--- Start of DATA IN THIS EXERCISE ---

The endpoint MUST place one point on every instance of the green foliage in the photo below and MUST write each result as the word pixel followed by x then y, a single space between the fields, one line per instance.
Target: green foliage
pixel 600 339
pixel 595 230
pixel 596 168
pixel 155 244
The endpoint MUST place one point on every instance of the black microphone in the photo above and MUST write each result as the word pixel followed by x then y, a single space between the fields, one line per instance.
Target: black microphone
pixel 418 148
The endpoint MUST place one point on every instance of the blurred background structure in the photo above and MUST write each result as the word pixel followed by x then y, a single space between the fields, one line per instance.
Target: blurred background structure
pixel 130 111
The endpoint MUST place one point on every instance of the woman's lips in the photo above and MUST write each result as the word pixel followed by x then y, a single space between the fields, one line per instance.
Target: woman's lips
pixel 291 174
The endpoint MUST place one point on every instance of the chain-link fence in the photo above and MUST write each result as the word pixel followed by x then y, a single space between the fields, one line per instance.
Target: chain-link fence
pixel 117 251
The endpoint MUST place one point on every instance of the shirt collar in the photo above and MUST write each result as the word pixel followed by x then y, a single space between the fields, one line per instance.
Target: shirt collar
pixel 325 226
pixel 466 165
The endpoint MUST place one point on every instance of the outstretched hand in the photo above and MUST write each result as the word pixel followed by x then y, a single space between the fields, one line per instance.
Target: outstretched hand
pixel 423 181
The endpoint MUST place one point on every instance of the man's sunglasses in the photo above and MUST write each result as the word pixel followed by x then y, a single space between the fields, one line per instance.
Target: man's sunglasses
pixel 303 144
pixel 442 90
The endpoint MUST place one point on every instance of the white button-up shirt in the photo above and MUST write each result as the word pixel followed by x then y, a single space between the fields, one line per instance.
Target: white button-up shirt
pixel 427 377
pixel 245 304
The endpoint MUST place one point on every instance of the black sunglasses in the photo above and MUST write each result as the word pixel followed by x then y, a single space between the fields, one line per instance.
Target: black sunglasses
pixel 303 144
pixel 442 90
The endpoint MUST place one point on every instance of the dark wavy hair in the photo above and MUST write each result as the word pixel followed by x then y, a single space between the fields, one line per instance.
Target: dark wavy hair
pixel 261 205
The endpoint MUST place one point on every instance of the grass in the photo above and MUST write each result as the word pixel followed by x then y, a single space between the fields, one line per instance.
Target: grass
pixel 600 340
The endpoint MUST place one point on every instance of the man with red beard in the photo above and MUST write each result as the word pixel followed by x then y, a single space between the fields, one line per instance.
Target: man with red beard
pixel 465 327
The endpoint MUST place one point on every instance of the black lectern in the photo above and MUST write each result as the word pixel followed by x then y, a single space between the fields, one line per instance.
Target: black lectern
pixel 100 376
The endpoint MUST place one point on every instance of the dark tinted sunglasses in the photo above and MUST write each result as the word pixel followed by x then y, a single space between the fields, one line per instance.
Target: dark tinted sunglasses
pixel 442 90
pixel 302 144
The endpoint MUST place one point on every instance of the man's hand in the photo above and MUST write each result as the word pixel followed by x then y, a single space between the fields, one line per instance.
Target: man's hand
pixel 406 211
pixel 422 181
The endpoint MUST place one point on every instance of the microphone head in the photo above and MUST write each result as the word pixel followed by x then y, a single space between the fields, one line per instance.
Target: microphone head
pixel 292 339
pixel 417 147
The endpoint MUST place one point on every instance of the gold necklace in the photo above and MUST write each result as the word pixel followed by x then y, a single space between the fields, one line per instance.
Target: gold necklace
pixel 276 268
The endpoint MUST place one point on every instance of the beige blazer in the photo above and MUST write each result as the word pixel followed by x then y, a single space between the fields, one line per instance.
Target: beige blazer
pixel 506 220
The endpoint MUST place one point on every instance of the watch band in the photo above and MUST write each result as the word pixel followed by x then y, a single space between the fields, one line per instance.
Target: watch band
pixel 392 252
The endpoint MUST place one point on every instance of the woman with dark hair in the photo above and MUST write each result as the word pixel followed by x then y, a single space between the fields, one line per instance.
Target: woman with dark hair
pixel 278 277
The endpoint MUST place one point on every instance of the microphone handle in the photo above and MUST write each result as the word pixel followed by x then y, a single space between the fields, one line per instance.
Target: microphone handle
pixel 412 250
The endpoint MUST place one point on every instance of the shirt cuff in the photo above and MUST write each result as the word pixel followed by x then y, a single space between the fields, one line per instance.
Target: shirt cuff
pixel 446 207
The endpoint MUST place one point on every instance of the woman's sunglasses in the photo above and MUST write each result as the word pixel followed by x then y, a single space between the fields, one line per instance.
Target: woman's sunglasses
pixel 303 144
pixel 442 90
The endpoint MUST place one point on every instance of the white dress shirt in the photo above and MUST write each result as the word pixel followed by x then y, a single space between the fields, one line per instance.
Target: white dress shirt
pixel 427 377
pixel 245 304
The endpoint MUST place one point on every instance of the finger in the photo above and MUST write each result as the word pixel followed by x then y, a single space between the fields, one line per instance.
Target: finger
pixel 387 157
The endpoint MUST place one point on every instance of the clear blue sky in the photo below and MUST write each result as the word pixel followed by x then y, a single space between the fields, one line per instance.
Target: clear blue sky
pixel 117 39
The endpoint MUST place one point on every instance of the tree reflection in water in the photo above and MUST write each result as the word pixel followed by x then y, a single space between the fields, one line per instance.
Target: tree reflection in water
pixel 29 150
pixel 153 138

--- End of DATA IN THIS EXERCISE ---

- [PROBLEM DETAILS]
Would you give again, word for word, every line from the one with "the woman with" through the final line of the listing above?

- [WRITTEN ANSWER]
The endpoint MUST place one point on every instance of the woman with dark hair in the photo above and MUST write each result as the word pixel followed by x then y, a single space between the fields, one line per instance.
Target: woman with dark hair
pixel 278 277
The endpoint MUST place one point on every instance of the microphone handle in the photo above and MUST write each result as the word pixel followed by x then y, a single space between the fields, one line per instance.
Target: microphone handle
pixel 412 250
The endpoint MUST place one point on every instance of the shirt cuff in the photo above and MUST write each result as the word pixel followed by x then y, a single space between the fields, one line per instance.
Target: shirt cuff
pixel 446 207
The endpoint MUST place one point on every instance of the woman's sunglasses in the photo above and MUST write each result as the word pixel followed by x then y, a single space between the fields, one line per instance.
Target: woman's sunglasses
pixel 303 144
pixel 442 90
The endpoint MUST place one point on every instance of the white dress shirt in the photo above and MUST write each result as the word pixel followed by x then y, a single space between the fields, one line per instance.
Target: white dress shirt
pixel 427 377
pixel 245 304
The endpoint MUST place one point on every instance of the finger in the photo above and MUST write each result as the word pixel followed by x then y, a single space between the fields, one line per instance.
Target: finger
pixel 387 157
The endpoint MUST place one point on every instance of the clear blue sky in the photo below and MUST write each result as the word pixel followed by x then y, a single space between the fields, one line per instance.
Target: clear blue sky
pixel 117 39
The endpoint MUST place one point on every instance of the tree reflection in water in the photo above and MUST write each result as the word pixel followed by x then y, a single space between the fields, one line per instance.
Target: tree reflection in water
pixel 29 150
pixel 153 138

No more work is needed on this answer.